### Given task
Please output only the lines that run from the line containing "of the steering" through the end of the material below, exactly.

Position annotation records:
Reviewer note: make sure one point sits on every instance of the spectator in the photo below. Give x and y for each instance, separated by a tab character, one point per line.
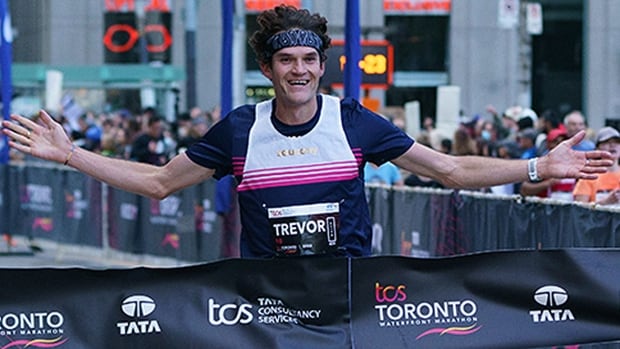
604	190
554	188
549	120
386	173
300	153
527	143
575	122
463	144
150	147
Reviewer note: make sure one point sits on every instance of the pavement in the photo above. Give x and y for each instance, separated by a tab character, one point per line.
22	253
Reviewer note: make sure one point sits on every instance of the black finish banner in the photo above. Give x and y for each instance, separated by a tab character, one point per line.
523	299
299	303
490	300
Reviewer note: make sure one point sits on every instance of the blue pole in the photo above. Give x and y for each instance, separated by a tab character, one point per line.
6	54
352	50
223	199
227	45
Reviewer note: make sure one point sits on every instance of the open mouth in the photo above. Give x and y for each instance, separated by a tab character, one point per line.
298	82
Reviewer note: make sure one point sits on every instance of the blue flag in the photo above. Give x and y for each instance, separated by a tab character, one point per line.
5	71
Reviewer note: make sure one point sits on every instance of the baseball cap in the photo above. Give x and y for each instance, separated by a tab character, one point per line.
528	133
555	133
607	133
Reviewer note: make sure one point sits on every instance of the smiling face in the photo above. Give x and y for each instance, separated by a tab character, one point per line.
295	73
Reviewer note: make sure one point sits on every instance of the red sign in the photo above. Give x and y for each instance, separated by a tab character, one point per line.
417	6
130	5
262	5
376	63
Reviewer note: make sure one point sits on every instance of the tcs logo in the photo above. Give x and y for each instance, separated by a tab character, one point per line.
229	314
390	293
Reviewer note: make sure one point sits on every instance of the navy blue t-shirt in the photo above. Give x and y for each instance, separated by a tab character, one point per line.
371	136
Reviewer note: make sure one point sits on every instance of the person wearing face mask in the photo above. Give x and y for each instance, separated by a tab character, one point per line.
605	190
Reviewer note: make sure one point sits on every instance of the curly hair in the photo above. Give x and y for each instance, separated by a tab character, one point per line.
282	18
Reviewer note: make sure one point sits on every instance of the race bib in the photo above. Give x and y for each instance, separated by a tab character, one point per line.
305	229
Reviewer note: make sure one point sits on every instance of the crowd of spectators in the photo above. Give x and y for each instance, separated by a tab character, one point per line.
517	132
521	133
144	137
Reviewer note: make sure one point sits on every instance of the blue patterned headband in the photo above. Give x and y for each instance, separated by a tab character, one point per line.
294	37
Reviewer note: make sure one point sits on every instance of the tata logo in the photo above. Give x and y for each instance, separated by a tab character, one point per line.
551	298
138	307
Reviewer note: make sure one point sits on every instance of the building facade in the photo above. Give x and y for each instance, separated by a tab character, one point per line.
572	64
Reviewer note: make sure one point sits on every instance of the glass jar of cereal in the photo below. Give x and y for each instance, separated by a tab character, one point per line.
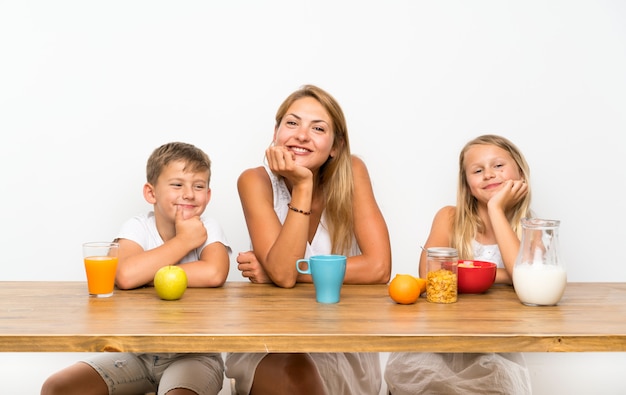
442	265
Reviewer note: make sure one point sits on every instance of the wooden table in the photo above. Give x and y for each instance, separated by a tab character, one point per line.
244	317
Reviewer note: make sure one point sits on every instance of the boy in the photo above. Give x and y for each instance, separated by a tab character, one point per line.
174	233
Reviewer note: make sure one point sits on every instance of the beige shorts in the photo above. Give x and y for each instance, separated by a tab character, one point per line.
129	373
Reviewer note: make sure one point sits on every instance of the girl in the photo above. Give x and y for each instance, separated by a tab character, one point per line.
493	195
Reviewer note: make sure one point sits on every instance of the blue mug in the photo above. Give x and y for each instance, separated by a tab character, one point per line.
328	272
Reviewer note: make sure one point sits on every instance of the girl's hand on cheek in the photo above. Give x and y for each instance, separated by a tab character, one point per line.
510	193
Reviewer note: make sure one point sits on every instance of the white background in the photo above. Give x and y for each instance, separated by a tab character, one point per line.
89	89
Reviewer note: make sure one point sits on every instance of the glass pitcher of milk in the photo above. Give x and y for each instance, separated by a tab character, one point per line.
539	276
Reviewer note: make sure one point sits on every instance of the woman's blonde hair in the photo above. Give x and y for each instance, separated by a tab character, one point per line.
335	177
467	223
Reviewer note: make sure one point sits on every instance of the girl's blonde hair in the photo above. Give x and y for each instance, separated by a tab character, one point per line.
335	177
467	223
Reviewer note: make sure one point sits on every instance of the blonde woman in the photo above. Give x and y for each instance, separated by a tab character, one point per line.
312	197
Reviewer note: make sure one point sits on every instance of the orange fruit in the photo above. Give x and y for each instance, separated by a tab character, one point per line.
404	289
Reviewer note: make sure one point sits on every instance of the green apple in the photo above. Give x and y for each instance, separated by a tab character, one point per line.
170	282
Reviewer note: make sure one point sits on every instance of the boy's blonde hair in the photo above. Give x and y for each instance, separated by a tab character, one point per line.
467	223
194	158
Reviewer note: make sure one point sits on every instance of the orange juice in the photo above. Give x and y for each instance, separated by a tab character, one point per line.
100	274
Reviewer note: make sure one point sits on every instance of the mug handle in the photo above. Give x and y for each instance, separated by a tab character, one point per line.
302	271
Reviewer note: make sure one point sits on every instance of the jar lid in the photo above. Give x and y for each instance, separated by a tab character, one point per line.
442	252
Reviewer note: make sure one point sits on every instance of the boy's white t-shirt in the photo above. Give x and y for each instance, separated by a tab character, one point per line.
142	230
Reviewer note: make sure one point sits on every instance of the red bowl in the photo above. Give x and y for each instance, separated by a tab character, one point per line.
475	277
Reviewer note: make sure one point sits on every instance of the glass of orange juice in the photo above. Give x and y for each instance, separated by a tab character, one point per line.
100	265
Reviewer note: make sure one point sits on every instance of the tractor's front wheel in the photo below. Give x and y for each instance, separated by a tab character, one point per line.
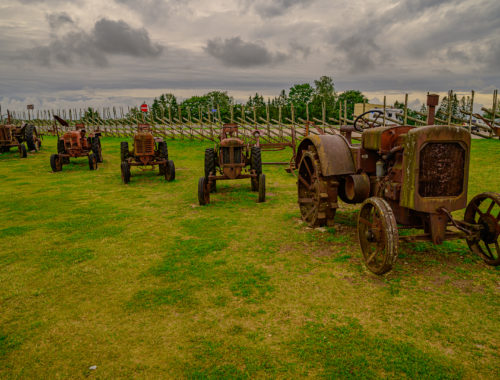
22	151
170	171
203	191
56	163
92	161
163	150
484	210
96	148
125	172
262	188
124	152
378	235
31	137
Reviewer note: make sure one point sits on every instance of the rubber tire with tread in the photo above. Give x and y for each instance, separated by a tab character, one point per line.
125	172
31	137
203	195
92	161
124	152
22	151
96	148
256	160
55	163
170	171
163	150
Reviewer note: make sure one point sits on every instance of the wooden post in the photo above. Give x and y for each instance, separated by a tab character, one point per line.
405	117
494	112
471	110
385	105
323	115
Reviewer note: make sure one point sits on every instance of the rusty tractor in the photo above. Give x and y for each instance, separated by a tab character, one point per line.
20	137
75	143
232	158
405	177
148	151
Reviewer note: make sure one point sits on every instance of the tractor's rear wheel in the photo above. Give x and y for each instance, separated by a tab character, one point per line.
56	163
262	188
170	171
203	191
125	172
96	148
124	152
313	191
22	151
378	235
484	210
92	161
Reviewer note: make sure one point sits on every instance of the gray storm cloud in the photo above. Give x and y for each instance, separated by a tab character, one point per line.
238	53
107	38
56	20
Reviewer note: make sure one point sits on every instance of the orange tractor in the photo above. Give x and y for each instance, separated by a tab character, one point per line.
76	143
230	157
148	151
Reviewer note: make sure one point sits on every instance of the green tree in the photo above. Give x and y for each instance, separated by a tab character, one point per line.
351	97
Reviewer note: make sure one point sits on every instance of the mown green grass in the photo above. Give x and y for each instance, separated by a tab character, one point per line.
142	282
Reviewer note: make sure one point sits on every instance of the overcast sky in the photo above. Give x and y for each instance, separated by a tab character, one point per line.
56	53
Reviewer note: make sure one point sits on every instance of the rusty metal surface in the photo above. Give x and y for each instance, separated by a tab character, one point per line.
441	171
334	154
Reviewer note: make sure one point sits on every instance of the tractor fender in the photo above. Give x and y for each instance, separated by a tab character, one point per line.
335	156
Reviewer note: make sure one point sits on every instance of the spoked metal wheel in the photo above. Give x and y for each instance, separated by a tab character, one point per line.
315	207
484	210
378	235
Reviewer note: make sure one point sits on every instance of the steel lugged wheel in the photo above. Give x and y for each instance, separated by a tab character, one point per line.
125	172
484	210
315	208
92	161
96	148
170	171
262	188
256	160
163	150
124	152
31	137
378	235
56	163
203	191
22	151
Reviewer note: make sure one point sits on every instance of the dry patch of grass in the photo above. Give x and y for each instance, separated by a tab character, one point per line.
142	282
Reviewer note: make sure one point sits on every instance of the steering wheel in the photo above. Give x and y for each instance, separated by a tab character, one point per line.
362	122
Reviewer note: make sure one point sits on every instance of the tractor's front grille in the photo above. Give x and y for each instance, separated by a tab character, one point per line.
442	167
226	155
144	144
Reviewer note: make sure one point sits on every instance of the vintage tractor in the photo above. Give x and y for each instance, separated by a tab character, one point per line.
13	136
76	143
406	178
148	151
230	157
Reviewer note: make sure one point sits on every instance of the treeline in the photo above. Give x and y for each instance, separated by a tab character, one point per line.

### Answer to the task
Reviewer note: make sure one point sits on every instance of the steering wheel in the photo above. Give x and y for each instance, separated by a tab character, one point per line.
362	122
Reviewer note: make sure one point sits on every instance of the tractor's front grille in the photo above. Give x and y for each instance, separated by a tab character, one point per line.
442	167
226	155
144	144
Reviewer note: make sure one point sits on every instance of the vintage tractor in the photo above. Give x and y for each instance, separated by a tab character, one point per line.
13	136
76	143
406	178
148	151
230	157
Reviewer note: make sure one point sits on every instance of the treeline in the photo above. Give x and y for each instance, separated by a tab character, one point per line.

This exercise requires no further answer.